• Items from a dataset:
○ ○ ○
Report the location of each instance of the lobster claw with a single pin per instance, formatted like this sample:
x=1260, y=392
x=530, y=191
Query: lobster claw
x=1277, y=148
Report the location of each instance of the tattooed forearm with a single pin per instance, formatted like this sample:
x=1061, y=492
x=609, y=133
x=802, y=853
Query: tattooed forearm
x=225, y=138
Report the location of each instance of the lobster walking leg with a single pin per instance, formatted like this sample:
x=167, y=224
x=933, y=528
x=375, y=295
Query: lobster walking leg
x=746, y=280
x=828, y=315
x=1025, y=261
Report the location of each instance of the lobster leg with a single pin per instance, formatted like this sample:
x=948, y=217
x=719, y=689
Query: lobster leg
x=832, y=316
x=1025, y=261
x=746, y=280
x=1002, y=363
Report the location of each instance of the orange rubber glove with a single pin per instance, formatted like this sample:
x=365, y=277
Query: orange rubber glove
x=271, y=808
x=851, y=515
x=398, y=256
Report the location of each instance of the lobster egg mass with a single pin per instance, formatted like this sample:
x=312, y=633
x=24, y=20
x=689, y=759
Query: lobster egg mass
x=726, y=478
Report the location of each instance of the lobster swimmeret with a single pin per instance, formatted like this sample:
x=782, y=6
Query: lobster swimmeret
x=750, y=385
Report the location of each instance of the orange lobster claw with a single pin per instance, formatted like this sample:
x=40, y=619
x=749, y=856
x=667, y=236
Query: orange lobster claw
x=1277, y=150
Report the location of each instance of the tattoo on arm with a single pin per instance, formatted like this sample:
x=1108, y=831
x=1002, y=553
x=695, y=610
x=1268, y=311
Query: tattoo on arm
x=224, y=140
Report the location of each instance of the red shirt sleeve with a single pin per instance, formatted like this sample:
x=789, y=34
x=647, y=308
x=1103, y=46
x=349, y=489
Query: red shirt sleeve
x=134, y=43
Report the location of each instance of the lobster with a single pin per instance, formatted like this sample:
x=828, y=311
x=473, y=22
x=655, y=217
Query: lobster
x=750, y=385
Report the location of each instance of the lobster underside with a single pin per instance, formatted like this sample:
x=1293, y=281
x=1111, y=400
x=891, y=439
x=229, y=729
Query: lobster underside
○ ○ ○
• YOUR INSTRUCTIONS: Reproduce every line of the data above verbatim.

• SOLUTION BELOW:
Report the location of each instance of the lobster claw with a single pin per instance, formatted like this sample:
x=1260, y=392
x=530, y=191
Query: lobster claw
x=1277, y=148
Report the location of each instance of the tattooed forearm with a single pin per instance, formatted like this sample:
x=1061, y=492
x=609, y=133
x=802, y=853
Query: tattooed forearm
x=225, y=138
Report the location of each instance of the lobster walking leg with a single pin per instance, formatted like this sample:
x=167, y=224
x=933, y=528
x=375, y=295
Query: lobster walking leg
x=746, y=280
x=828, y=315
x=1025, y=261
Report the location of each instance of the lobster leg with a single pin per instance, formatted like this sample:
x=948, y=217
x=719, y=689
Query: lobster leg
x=832, y=316
x=1025, y=261
x=746, y=280
x=1002, y=363
Report the location of each instance of the orange rubber glove with a single pin per instance, formatted like this sample:
x=365, y=277
Query: orange rubber glove
x=271, y=808
x=851, y=515
x=398, y=256
Report the location of each instance of the lobster egg mass with a single pin per instance, formatted like this sample:
x=312, y=633
x=24, y=20
x=689, y=759
Query: lobster egg mass
x=726, y=478
Report the location of each instance of the lobster swimmeret with a single pin per instance, formatted like this sample:
x=782, y=6
Query: lobster swimmeret
x=750, y=385
Report the location of each instance of the orange lobster claw with a single pin per instance, formatted like this sample:
x=40, y=619
x=749, y=856
x=667, y=236
Query: orange lobster claw
x=1277, y=150
Report the location of each instance of the tattoo on arm with a single pin per instance, formatted like this sample:
x=1108, y=831
x=1002, y=553
x=695, y=610
x=1268, y=311
Query: tattoo on arm
x=224, y=140
Report the location of each instance of the red shirt sleeve with a single pin per instance, formatted like this sample:
x=789, y=34
x=647, y=308
x=1103, y=46
x=349, y=489
Query: red shirt sleeve
x=134, y=43
Report the location of each instance of the lobster with a single pin per instance, formatted like this sample:
x=828, y=311
x=473, y=22
x=655, y=217
Query: lobster
x=750, y=385
Report the location of each instance of the lobster underside with a single pin per instance, formatted like this sample:
x=1293, y=281
x=1111, y=400
x=891, y=439
x=229, y=729
Query: lobster underside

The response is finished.